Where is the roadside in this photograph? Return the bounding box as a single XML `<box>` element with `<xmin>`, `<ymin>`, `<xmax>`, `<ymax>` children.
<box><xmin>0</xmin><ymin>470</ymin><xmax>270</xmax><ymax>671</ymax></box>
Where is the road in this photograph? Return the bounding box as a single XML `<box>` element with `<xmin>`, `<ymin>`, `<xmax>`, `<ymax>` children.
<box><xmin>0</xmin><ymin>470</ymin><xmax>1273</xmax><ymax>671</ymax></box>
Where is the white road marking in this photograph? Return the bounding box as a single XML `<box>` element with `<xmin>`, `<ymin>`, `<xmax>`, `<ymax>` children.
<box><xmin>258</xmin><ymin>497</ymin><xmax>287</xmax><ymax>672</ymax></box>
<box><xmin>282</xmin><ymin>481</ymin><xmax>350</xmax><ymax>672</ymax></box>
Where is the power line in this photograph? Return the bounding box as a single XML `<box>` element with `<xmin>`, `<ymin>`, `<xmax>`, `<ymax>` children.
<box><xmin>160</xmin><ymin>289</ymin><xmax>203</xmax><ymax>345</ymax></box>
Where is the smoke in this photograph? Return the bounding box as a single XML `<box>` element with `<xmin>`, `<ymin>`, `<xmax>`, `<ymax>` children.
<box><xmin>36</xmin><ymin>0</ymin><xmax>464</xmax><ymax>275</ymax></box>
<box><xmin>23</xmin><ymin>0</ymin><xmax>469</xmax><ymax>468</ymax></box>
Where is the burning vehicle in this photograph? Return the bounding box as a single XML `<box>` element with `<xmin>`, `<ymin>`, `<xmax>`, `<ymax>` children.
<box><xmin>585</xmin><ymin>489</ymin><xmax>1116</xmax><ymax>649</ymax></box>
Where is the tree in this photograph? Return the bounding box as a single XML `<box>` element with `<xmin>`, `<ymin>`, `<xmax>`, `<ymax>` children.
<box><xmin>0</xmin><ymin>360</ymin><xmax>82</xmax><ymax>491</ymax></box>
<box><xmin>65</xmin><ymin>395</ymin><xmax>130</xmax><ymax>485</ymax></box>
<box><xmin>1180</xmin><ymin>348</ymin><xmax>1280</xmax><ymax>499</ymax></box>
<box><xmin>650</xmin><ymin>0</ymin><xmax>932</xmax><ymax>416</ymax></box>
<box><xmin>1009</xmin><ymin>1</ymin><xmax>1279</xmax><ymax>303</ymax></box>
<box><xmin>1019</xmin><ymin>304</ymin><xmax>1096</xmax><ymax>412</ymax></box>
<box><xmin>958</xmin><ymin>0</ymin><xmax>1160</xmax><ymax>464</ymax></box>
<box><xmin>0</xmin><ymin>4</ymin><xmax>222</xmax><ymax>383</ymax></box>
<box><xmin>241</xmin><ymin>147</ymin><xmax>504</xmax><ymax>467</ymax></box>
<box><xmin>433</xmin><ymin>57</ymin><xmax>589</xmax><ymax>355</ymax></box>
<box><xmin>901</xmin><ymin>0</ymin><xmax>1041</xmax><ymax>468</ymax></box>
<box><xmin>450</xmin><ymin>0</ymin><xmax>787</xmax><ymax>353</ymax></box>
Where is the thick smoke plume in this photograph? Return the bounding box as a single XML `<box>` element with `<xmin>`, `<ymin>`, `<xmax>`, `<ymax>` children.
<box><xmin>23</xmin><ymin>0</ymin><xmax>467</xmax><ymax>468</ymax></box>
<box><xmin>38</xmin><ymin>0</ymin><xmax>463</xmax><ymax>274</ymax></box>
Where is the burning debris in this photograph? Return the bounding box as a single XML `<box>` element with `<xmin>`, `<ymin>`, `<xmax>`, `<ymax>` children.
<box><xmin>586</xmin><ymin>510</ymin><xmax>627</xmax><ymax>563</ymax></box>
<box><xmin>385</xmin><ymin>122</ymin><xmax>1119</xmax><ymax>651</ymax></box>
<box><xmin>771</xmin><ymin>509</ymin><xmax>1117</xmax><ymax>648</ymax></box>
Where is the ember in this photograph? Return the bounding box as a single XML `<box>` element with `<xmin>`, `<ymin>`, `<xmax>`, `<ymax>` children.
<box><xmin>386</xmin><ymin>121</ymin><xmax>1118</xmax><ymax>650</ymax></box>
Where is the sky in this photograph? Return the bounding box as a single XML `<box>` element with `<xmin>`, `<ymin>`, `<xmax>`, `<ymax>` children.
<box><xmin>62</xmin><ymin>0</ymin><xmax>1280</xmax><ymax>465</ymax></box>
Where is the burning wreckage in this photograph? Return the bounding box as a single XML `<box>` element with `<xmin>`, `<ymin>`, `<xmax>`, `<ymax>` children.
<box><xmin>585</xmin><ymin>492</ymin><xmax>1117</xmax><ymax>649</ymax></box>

⁂

**YOUR INSTRUCTIONS**
Print the entire set of records again, exactly.

**SOLVED PROBLEM**
Where is the roadside in this photograph? Return the bounding box as a single XML `<box>` element with `<xmin>`, `<ymin>`, `<xmax>`, `<ymax>` children.
<box><xmin>0</xmin><ymin>470</ymin><xmax>270</xmax><ymax>671</ymax></box>
Where is the road in this photograph? Return the bounding box as a single XML `<box>` element with `<xmin>`, `<ymin>`, `<xmax>`, `<ymax>` children.
<box><xmin>0</xmin><ymin>470</ymin><xmax>1273</xmax><ymax>671</ymax></box>
Where is the white road marking in this photograph? Return the bounding box as a single XML `<box>` element with `<xmin>`, `<ymin>`, `<xmax>`, `<ymax>` children.
<box><xmin>258</xmin><ymin>497</ymin><xmax>287</xmax><ymax>672</ymax></box>
<box><xmin>282</xmin><ymin>481</ymin><xmax>350</xmax><ymax>672</ymax></box>
Where is the power line in this photograph? Return the bounding box as a single XML `<box>` element with `<xmin>`, `<ymin>`, `<xmax>`, `<ymax>` children.
<box><xmin>160</xmin><ymin>289</ymin><xmax>203</xmax><ymax>345</ymax></box>
Where is the smoke in this photograph? Return the bounding box as a single XML `<box>` element with `<xmin>`, `<ymin>`, `<xmax>`, `<ymax>` children.
<box><xmin>36</xmin><ymin>0</ymin><xmax>464</xmax><ymax>275</ymax></box>
<box><xmin>23</xmin><ymin>0</ymin><xmax>469</xmax><ymax>468</ymax></box>
Where is the burning vehicle in this photograph? Return the bounding box as a single XML `<box>` element with `<xmin>`, `<ymin>`, `<xmax>`, `<ymax>` children.
<box><xmin>585</xmin><ymin>489</ymin><xmax>1116</xmax><ymax>649</ymax></box>
Where is the tree in this photograph? Return the bounding box as a single XML `<box>` element with `<xmin>`, `<ymin>`, `<xmax>`, `<ymax>` children.
<box><xmin>0</xmin><ymin>360</ymin><xmax>82</xmax><ymax>491</ymax></box>
<box><xmin>65</xmin><ymin>395</ymin><xmax>130</xmax><ymax>485</ymax></box>
<box><xmin>1180</xmin><ymin>348</ymin><xmax>1280</xmax><ymax>499</ymax></box>
<box><xmin>650</xmin><ymin>0</ymin><xmax>932</xmax><ymax>416</ymax></box>
<box><xmin>1009</xmin><ymin>1</ymin><xmax>1279</xmax><ymax>303</ymax></box>
<box><xmin>1019</xmin><ymin>304</ymin><xmax>1096</xmax><ymax>412</ymax></box>
<box><xmin>958</xmin><ymin>0</ymin><xmax>1160</xmax><ymax>464</ymax></box>
<box><xmin>0</xmin><ymin>4</ymin><xmax>222</xmax><ymax>383</ymax></box>
<box><xmin>241</xmin><ymin>147</ymin><xmax>504</xmax><ymax>467</ymax></box>
<box><xmin>433</xmin><ymin>57</ymin><xmax>589</xmax><ymax>355</ymax></box>
<box><xmin>901</xmin><ymin>0</ymin><xmax>1041</xmax><ymax>468</ymax></box>
<box><xmin>450</xmin><ymin>0</ymin><xmax>787</xmax><ymax>353</ymax></box>
Where is the thick smoke plume in this photograph? Return the bounding box as a single XML `<box>` element with `<xmin>`, `<ymin>`, `<xmax>`, `<ymax>` children.
<box><xmin>23</xmin><ymin>0</ymin><xmax>467</xmax><ymax>468</ymax></box>
<box><xmin>38</xmin><ymin>0</ymin><xmax>463</xmax><ymax>274</ymax></box>
Where is the burning debris in this photograph? Return the bounding box as a single XML `<box>` element with `<xmin>`, `<ymin>`, `<xmax>`, `<ymax>` children.
<box><xmin>586</xmin><ymin>510</ymin><xmax>627</xmax><ymax>563</ymax></box>
<box><xmin>385</xmin><ymin>122</ymin><xmax>1119</xmax><ymax>651</ymax></box>
<box><xmin>771</xmin><ymin>509</ymin><xmax>1117</xmax><ymax>648</ymax></box>
Where is the ember in this photograph? Return the bounding box as a single XML `<box>` element with `<xmin>`, `<ymin>`, `<xmax>`, `<ymax>` children.
<box><xmin>386</xmin><ymin>121</ymin><xmax>1118</xmax><ymax>650</ymax></box>
Where is the sky in this photograph? Return the bounding box as a single XML `<box>` element with `<xmin>`, `<ymin>`, `<xmax>`, `<ymax>` children.
<box><xmin>62</xmin><ymin>0</ymin><xmax>1280</xmax><ymax>465</ymax></box>
Where is the burning wreckage in this photograph? Return the bounding box as a single XML `<box>` element with `<xmin>`, `<ymin>`, `<xmax>`, `<ymax>` children.
<box><xmin>585</xmin><ymin>492</ymin><xmax>1117</xmax><ymax>649</ymax></box>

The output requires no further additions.